What is being asked: Among the records below, find each line containing the word "loader" and copy it.
[Data extract Boundary: Start]
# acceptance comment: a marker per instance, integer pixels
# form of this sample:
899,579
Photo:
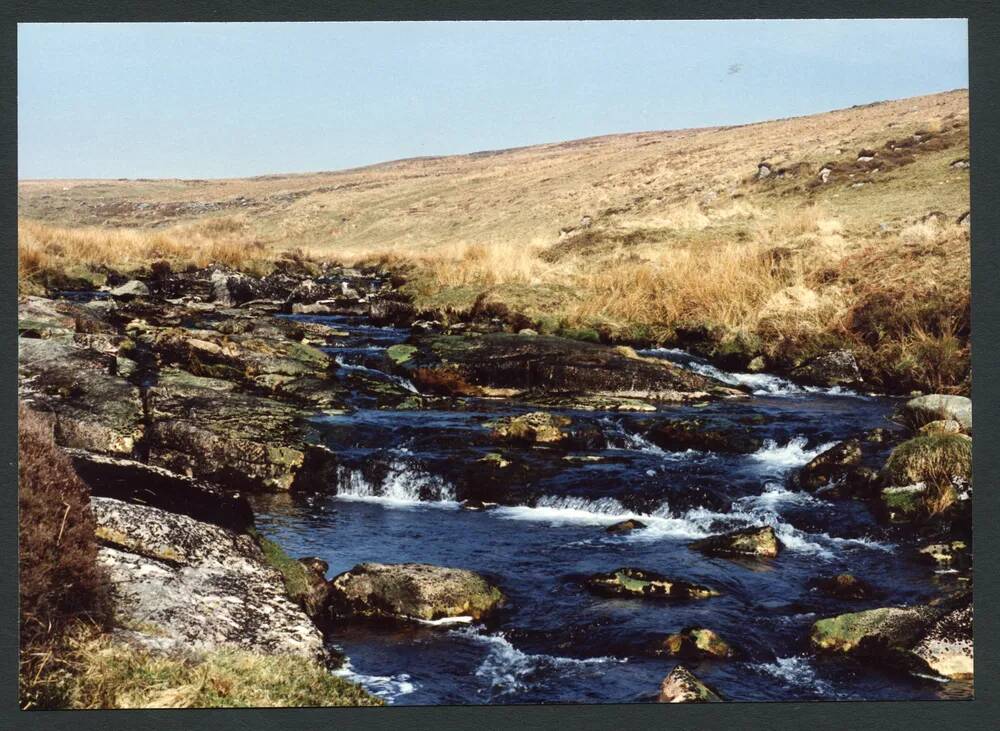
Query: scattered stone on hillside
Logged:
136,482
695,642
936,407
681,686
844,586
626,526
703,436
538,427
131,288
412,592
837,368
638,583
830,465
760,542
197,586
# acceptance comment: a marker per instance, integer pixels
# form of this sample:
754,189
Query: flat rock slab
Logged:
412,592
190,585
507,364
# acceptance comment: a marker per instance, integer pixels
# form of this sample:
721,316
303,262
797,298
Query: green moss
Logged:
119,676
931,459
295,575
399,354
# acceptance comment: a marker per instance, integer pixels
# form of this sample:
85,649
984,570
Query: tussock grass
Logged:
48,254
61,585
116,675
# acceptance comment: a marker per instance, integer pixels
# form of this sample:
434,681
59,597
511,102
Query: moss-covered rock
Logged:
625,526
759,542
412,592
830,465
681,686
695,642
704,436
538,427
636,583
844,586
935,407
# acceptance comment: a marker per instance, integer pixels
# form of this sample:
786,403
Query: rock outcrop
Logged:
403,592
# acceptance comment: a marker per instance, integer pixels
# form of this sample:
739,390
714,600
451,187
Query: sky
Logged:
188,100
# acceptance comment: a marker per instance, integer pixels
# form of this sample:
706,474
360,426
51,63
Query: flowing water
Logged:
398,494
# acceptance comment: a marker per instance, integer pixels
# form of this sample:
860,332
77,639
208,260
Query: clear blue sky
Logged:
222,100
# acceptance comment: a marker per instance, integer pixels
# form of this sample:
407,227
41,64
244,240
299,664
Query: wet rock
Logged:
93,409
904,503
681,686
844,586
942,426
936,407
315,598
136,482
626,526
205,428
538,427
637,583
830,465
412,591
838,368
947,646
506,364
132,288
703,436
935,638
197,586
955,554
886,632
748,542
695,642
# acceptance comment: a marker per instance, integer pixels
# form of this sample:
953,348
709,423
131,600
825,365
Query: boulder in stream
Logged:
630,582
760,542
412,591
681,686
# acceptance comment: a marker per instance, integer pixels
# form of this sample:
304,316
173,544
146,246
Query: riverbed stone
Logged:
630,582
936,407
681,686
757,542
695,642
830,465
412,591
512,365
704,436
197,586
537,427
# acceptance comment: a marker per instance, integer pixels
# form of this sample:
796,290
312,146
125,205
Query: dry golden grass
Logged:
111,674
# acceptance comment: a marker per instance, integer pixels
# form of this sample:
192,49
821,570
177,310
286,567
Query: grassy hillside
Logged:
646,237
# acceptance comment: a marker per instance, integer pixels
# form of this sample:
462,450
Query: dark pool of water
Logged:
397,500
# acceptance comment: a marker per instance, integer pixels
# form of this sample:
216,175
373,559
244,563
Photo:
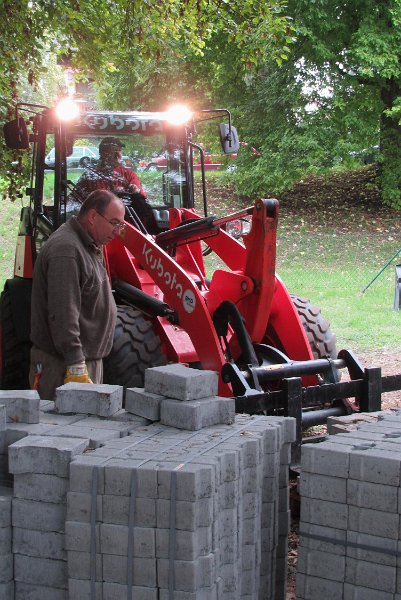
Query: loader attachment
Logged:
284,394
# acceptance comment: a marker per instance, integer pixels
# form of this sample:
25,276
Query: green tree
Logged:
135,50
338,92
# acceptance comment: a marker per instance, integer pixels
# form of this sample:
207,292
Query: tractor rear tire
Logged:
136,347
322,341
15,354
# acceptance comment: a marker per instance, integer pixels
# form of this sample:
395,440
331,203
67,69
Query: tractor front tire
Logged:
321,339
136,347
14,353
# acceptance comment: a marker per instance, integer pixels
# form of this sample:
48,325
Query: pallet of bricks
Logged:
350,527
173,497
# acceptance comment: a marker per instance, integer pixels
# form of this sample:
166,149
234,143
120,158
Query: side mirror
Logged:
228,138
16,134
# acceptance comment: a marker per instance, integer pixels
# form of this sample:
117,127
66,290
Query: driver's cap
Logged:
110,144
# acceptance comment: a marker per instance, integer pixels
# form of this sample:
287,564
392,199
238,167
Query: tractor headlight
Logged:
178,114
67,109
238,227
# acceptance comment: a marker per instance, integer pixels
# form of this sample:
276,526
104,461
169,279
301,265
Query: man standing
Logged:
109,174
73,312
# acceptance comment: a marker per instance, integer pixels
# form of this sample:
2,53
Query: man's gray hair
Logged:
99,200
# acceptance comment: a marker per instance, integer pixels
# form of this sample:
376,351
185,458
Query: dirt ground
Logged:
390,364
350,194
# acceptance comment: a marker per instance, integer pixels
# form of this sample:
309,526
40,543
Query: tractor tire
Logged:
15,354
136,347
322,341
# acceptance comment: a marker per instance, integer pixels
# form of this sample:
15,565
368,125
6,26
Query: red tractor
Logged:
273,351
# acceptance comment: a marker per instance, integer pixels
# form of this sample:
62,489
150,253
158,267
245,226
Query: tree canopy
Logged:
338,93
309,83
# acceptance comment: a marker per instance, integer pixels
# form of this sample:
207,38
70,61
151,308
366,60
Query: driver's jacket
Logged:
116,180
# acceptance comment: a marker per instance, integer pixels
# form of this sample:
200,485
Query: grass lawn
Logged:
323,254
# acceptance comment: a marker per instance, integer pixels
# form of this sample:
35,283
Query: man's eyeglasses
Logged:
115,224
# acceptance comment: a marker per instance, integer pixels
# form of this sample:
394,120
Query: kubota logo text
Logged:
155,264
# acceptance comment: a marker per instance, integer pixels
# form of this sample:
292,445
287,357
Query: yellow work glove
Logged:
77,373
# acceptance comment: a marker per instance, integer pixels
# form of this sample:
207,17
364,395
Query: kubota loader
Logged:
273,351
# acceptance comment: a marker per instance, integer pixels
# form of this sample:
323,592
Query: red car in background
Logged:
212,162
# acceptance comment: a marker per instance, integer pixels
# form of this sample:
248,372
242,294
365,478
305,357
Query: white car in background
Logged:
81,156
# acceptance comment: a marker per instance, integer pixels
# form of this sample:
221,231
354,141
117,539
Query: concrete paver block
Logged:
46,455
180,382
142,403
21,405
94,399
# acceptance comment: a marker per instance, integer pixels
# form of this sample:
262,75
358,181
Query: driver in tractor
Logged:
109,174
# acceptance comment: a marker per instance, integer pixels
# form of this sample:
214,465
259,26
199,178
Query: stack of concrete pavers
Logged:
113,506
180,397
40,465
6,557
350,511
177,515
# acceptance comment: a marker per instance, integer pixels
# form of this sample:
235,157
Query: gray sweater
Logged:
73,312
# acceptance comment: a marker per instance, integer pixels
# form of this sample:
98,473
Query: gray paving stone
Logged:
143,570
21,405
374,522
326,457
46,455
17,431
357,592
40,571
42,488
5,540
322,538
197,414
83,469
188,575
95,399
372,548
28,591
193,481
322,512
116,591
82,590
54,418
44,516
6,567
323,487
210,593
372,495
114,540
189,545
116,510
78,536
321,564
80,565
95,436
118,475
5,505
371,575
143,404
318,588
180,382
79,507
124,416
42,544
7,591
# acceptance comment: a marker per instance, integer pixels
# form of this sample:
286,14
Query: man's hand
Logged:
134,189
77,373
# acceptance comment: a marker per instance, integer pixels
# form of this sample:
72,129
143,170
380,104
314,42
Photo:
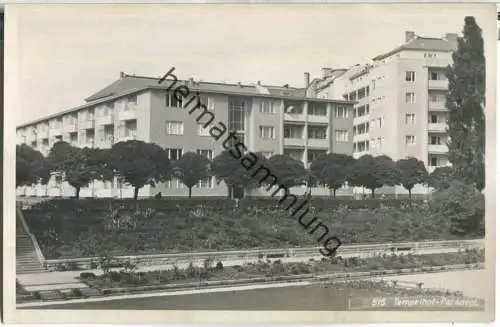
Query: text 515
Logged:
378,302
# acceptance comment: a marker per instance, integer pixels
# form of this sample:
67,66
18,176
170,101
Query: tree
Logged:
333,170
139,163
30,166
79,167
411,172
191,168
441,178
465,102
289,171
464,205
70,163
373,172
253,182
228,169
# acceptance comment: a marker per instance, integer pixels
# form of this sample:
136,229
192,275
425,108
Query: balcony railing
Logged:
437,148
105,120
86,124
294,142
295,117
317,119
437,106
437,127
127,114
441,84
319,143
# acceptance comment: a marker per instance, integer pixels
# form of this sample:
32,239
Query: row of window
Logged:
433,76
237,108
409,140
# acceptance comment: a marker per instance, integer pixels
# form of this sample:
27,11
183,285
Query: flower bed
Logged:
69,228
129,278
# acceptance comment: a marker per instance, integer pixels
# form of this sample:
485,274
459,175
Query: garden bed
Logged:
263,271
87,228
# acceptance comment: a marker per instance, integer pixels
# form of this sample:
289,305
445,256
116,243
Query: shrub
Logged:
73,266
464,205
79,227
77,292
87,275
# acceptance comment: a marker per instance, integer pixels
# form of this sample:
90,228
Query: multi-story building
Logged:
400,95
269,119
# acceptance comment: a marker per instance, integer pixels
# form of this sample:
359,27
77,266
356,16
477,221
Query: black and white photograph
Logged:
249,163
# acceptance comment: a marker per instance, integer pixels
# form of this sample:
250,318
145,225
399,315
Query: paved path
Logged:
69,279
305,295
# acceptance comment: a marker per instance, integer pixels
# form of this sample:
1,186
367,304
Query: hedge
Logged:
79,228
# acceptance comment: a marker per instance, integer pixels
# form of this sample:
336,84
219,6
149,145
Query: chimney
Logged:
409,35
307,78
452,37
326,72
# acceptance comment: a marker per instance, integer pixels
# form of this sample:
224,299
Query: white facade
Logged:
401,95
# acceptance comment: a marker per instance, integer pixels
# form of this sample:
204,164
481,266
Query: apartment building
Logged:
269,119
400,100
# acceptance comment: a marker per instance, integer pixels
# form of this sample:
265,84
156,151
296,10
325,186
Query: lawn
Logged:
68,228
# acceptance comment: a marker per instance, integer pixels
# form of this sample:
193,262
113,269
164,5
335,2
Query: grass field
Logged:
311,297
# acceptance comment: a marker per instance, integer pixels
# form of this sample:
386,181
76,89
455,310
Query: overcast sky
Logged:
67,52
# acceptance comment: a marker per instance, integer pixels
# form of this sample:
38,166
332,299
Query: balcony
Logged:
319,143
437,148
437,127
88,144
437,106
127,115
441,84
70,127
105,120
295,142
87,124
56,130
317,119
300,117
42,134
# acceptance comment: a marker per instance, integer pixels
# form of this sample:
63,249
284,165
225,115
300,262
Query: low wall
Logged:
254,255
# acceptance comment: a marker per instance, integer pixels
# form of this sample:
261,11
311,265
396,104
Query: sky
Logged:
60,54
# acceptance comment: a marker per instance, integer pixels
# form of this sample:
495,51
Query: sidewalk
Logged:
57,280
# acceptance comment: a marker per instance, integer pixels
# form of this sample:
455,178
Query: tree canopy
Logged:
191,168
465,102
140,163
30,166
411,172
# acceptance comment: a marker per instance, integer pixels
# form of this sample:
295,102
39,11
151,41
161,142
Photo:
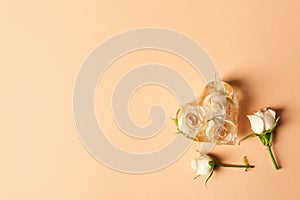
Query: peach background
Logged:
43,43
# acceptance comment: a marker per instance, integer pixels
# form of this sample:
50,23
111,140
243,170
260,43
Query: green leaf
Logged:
[Data extract Boundary: End]
Response area:
Query: loader attachment
Query: kubota loader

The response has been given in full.